_Problem statement_: Copy the part of the septoplasty and voice quality article that begins at the words "²Department of Otolaryngology-Head" and stops after "2015 November 17.", changing every "Erciyes University" to "Erciyes Univ.".

_Extracted text_:
· · · · · · ·

Effect of Septoplasty on Voice Quality: A Prospective-Controlled Trial

Article information

Clin Exp Otorhinolaryngol. 2016;9(3):238-243

Publication date (electronic) : 2016 May 27

doi : https://doi.org/10.21053/ceo.2015.01354

Safak Gulec ¹, Ismail Kulahli ², Mehmet Ilhan Sahin ², Kerem Kokoğlu^,², Murat Salih Gunes ³, Deniz Avci ⁴, Turan Arli ⁵

¹Department of Otolaryngology, Private Neon Hospital, Erzincan, Turkey

²Department of Otolaryngology-Head and Neck Surgery, Faculty of Medicine, Erciyes University, Kayseri, Turkey

³Department of Otolaryngology, Kayseri Training and Research Hospital, Kayseri, Turkey

⁴Department of Otolaryngology, Patnos State Hospital, Agri, Turkey

⁵Deprtment of Otolaryngology, Kasımpasa Military Hospital, Istanbul, Turkey

Corresponding author: Kerem Kokoğlu, Depatment of Otolaryngology-Head and Neck Surgery, Faculty of Medicine, Erciyes University, Rektörlüğü 38039, Kayseri, Turkey Tel: +90-507-540-7270, Fax: +90-352-207-6666 E-mail: dr.kokoglu@gmail.com

Received 2015 August 31; Revised 2015 November 17; Accepted 2015 November 17.

Abstract

Objectives.

The purpose is to investigate effect of septoplasty and widened nasal patency on voice quality.

Methods.

Fifty patients who undergone septoplasty were included in the study. Thirty-three people who had similar age and distribution were enrolled as control group. Before and 1 and 3 months after surgery, anterior rhinomanometry, voice analysis by Multi-Dimensional Voice Program, and spectrographic analysis were performed to patients. The recordings of /a/ vowel were used to evaluate average fundamental frequency (F0), jitter percent, and shimmer percent. In spectrographic analyses, F3–F4 values for the vowels /i, e, a, o, and u/, nasal formant frequencies of the consonants /m/ and /n/ in the word /mini/, and 4 formant frequencies (F1, F2, F3, and F4) for nasalized /i/ vowel following a nasal consonant /n/ in the word /mini/ were compared. The differences in nasal resonance were evaluated. All patients were asked whether change in their voices after the surgery. Preoperative and postoperative voice parameters and anterior rhinomanometry results were compared separately with the control group as well as in the patient group itself.

Results.

Preoperative total nasal resistance (TNR) values of patients were higher than the control group (P=0.001). TNR values of patients measured one day before surgery and after surgery in the 1st and 3rd months were different and these differences were significant statistically (P=0.001). There was no significant difference between the voice analysis parameters in preoperative, postoperative 1st, and 3rd months. As a result of their subjective reviews, 12 patients (36%) noted their voices were better than before surgery and 20 patients (61%) noted no change before and after surgery.

Conclusion.

Providing widened nasal cavity has no effect on voice quality.

Keywords: Nasal Septum; Voice Quality; Rhinomanometry

INTRODUCTION

Nasal obstruction is one of the common complaints of patients visiting otorhinolaryngology clinics and the one of main reasons of nasal obstruction is nasal septal deviation [1]. Septoplasty is a well-known surgical procedure for management of nasal septal deviation [2]. This minor surgical procedure is performed to widen the nasal passage, which in turn alters the resonance characteristics of the vocal tract [3].

· · · · · · ·

_Given entries_:
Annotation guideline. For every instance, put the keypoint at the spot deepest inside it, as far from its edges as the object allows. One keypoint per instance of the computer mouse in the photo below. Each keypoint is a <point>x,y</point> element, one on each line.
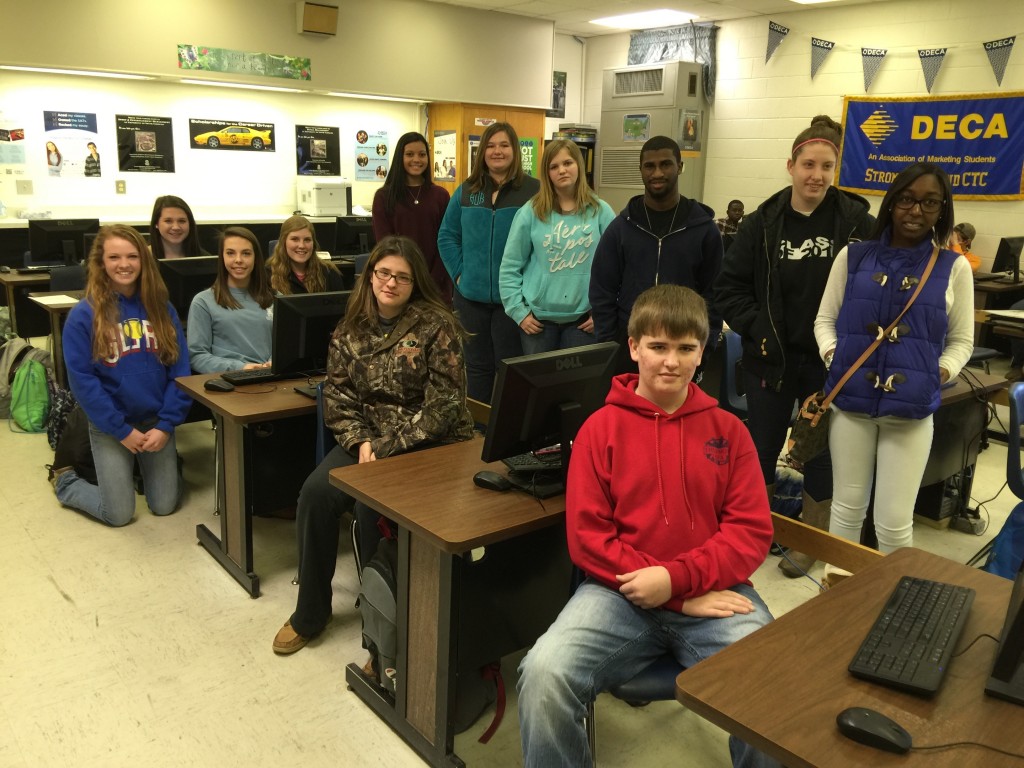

· · · · · · ·

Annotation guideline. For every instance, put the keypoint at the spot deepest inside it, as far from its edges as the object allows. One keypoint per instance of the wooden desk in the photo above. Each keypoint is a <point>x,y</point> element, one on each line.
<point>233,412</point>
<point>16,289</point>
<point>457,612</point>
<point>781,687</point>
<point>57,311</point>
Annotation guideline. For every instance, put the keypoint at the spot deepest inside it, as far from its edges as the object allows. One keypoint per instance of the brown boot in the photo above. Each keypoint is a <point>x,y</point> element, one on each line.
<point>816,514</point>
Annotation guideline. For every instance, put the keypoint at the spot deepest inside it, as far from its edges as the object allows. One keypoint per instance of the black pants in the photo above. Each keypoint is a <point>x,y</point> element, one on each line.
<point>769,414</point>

· · · · · · ·

_Written answer_:
²Department of Otolaryngology-Head and Neck Surgery, Faculty of Medicine, Erciyes Univ., Kayseri, Turkey

³Department of Otolaryngology, Kayseri Training and Research Hospital, Kayseri, Turkey

⁴Department of Otolaryngology, Patnos State Hospital, Agri, Turkey

⁵Deprtment of Otolaryngology, Kasımpasa Military Hospital, Istanbul, Turkey

Corresponding author: Kerem Kokoğlu, Depatment of Otolaryngology-Head and Neck Surgery, Faculty of Medicine, Erciyes Univ., Rektörlüğü 38039, Kayseri, Turkey Tel: +90-507-540-7270, Fax: +90-352-207-6666 E-mail: dr.kokoglu@gmail.com

Received 2015 August 31; Revised 2015 November 17; Accepted 2015 November 17.